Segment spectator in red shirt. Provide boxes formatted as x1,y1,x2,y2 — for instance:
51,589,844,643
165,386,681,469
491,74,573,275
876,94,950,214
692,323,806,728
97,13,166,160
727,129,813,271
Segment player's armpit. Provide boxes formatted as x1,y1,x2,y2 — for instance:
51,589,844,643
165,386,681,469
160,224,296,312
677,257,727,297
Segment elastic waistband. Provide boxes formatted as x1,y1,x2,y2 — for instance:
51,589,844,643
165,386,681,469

--

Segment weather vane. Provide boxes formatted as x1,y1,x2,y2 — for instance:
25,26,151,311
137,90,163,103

▶ _Task_
Please return, unchanged, the lines from the one containing "Segment weather vane." through the one containing "137,90,163,103", including both.

▶ _Written solution_
Segment weather vane. Provide boxes formatted as x1,y1,x2,y2 — for instance:
25,26,151,311
137,90,163,103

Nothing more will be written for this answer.